Given data ->
□ □ □ □

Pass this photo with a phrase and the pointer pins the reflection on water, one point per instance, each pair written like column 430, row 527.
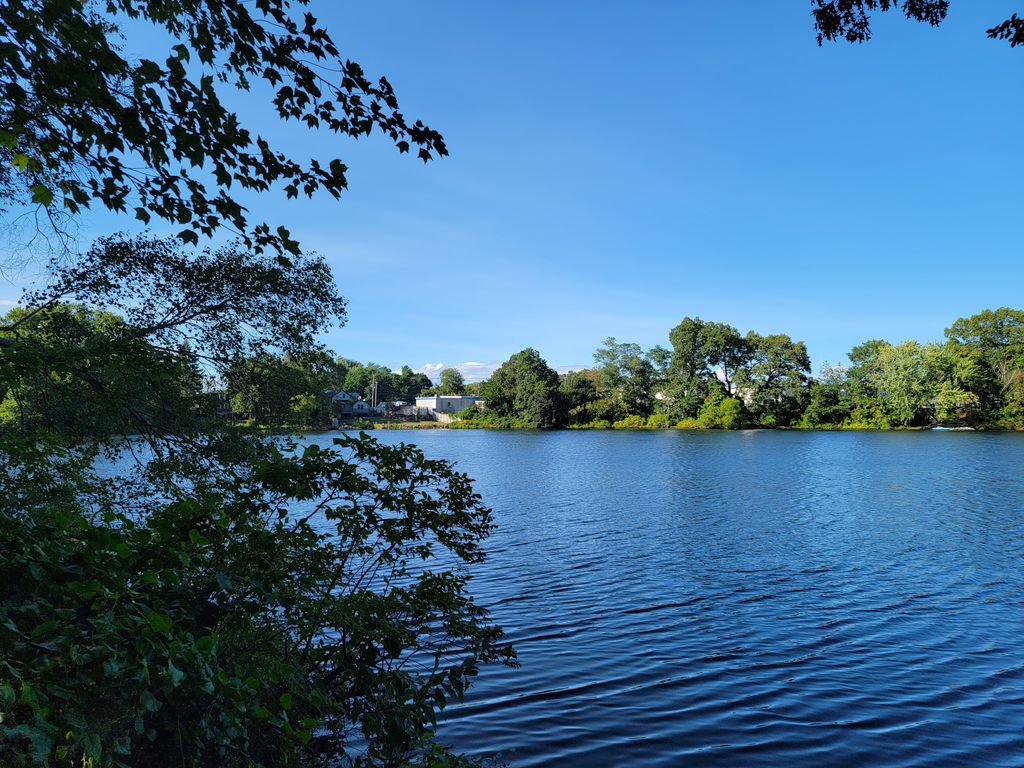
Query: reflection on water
column 742, row 599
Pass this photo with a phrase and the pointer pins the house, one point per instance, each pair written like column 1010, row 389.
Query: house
column 446, row 404
column 344, row 403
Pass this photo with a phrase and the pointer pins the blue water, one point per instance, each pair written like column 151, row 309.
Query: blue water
column 748, row 598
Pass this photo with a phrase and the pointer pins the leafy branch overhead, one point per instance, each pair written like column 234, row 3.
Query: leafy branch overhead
column 850, row 19
column 86, row 124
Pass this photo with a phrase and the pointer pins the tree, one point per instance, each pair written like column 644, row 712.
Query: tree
column 524, row 388
column 452, row 382
column 775, row 378
column 579, row 391
column 411, row 384
column 706, row 351
column 628, row 374
column 850, row 19
column 185, row 610
column 85, row 124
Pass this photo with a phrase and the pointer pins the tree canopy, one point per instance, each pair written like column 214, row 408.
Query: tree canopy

□ □ □ □

Task brief -> Please render every line of the items above as a numbered list, skipping any blank lines and leaving out the pictures.

Answer to the problem ->
1. Pass this photo with a phrase and the pointer pins the reflection on water, one point per instance, each pair written like column 430, row 527.
2. Query: reflection on water
3. column 742, row 599
4. Pass this photo with a phrase and the pointer pins the house, one point per instance, each pair written like column 1010, row 389.
5. Query: house
6. column 446, row 404
7. column 344, row 403
8. Pass this photo with a phrase and the pointer pins the blue water, one point per instance, each pair written like column 151, row 309.
9. Query: blue water
10. column 748, row 598
11. Pass this photo with a phrase and the pointer pins the leafy branch overhead, one point per instance, each pair written like column 234, row 3.
12. Query: leafy branch overhead
13. column 850, row 19
14. column 86, row 124
15. Pass this photo with a phrase and the pointer pins the tree, one point per instance, each pair written like column 644, row 712.
16. Query: tree
17. column 524, row 388
18. column 452, row 382
19. column 775, row 378
20. column 579, row 391
21. column 411, row 384
22. column 706, row 351
23. column 628, row 374
24. column 850, row 19
25. column 185, row 610
26. column 85, row 124
27. Pass this photo with a phrase and the pointer pins the tree canopy, one point per instance, each pair written like column 214, row 408.
28. Query: tree canopy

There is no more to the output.